> **Extracted text**:

※

With spring in the air, health care providers can expect to see significant increase in visits from allergy and asthma patients. People who have spring allergies and asthma may enjoy a break during the cold winter months, but as the weather warms and trees begin to bloom, symptoms return.
Although commonly referred to as “hayfever”, spring allergies aren’t usually caused by hay and don’t result in a fever. With the warmer weather vegetation blooms and pollen is carried by the wind and easy inhaled through the nose and into the respiratory system. These allergens trigger allergies and allergies can trigger allergic asthma.
Throughout the past two decades prevalence rates of asthma and allergies have doubled, resulting in nearly two million emergency room visits; 11 million doctors office visits, 500,000 hospitalizations; and 5,000 deaths each year in the United States. More than 26 million Americans have been diagnosed with asthma.

※

> **Data section**:
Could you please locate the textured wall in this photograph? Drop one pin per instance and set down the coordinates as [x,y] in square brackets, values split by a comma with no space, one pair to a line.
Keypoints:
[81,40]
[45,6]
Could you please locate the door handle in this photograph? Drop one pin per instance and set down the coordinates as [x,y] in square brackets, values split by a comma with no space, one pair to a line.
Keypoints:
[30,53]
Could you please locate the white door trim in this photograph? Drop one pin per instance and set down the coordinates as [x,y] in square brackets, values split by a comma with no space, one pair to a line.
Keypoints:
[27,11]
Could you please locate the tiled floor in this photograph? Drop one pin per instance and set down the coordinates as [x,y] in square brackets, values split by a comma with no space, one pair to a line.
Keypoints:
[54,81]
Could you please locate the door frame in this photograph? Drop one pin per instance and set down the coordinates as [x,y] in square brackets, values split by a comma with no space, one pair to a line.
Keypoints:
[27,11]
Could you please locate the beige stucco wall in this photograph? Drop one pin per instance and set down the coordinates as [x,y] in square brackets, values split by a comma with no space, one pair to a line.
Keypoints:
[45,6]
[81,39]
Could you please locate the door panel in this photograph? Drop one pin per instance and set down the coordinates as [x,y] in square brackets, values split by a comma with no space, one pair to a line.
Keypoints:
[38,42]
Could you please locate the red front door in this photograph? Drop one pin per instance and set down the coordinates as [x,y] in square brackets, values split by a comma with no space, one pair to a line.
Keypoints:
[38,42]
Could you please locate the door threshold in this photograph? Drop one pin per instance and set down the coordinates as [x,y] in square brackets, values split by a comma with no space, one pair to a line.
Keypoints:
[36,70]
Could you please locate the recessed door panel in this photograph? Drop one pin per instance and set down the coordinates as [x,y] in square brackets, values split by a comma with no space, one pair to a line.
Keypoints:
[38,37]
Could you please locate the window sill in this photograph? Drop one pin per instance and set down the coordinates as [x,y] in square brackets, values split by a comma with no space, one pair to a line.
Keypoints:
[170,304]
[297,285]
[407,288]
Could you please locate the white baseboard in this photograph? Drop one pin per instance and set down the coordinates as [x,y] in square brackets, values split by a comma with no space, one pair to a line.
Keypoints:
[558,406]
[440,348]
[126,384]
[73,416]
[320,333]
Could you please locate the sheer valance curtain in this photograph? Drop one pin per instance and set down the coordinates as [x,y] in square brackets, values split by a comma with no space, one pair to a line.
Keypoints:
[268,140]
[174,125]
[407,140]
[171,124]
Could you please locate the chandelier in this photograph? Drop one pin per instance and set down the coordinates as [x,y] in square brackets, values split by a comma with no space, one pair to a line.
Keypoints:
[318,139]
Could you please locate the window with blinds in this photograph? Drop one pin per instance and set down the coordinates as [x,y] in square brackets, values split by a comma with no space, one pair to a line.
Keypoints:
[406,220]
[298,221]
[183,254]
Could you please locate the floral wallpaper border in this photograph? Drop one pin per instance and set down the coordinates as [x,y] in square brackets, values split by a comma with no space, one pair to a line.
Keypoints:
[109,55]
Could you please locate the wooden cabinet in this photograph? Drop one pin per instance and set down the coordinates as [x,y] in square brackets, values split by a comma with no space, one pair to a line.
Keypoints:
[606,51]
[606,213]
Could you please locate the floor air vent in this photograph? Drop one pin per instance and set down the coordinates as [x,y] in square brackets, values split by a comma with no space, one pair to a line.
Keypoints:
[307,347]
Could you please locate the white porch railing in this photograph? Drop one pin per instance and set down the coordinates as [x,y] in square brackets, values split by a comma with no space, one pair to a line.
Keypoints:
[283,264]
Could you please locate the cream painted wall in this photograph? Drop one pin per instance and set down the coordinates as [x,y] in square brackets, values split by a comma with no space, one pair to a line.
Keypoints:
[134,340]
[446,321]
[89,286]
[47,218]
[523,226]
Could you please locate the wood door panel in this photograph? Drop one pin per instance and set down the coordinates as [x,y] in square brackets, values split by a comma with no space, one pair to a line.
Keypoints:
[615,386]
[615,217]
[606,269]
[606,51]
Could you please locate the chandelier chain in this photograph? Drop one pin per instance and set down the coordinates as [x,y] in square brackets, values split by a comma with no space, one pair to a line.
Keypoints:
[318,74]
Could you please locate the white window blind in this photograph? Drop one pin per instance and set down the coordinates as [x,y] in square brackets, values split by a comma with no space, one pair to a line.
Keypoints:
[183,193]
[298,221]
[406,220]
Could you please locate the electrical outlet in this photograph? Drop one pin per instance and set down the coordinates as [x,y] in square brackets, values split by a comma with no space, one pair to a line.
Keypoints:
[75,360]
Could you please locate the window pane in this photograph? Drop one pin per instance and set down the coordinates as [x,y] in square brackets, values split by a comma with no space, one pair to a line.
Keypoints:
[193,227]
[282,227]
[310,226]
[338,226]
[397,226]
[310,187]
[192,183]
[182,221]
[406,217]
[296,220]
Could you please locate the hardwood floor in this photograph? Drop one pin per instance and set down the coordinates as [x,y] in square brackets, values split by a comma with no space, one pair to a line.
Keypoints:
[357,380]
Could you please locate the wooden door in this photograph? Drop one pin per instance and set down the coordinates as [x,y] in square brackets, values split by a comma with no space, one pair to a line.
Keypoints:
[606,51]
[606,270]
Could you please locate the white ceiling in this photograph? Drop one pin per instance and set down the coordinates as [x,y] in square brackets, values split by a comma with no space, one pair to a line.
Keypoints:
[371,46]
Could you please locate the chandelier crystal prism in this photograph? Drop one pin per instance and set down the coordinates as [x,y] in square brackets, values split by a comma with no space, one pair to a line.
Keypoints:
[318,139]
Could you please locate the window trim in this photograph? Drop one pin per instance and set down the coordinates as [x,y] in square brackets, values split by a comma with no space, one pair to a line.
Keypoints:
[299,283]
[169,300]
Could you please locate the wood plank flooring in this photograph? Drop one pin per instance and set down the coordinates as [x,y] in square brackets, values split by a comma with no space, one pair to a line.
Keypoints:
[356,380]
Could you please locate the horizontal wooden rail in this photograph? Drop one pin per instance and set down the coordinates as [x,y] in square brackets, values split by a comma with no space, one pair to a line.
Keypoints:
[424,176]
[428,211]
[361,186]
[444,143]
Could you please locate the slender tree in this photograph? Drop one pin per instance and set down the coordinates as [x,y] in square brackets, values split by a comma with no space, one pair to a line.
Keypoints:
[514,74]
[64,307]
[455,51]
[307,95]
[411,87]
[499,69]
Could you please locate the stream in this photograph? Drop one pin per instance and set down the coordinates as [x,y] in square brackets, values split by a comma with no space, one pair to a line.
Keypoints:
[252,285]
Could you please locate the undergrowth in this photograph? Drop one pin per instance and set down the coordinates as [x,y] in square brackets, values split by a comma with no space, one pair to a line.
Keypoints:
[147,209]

※

> **Work task 1**:
Using the text on spring allergies and asthma, answer each question:
(a) According to the text, what two things is the label "hayfever" misleading about?
(b) How have prevalence rates of asthma and allergies changed over the past two decades?
(c) How many Americans have been diagnosed with asthma?
> **Work task 2**: Carry on the text about spring allergies and asthma, beginning after its final sentence.

> **Expected output 1**:
(a) Spring allergies aren't usually caused by hay, and they don't result in a fever.
(b) They have doubled.
(c) More than 26 million.

> **Expected output 2**:
According to the American Academy of Allergy Asthma and Immunology (AAAAI), common asthma symptoms include coughing, wheezing, difficulty breathing, chest pain, tightness or discomfort. The presence of these symptoms are indications for considering asthma; however, spirometry is needed to establish a diagnosis. Airway obstruction is the hallmark of asthma. Consequently, the NAEPP asthma guidelines recommend spirometry to identify obstruction, assess reversibility, and if confirmed for the classification of severity.
Testing for asthma with spirometry is quick and painless. If you’re considering spirometry for your practice what better time than now, it’s good for your patients and your practice.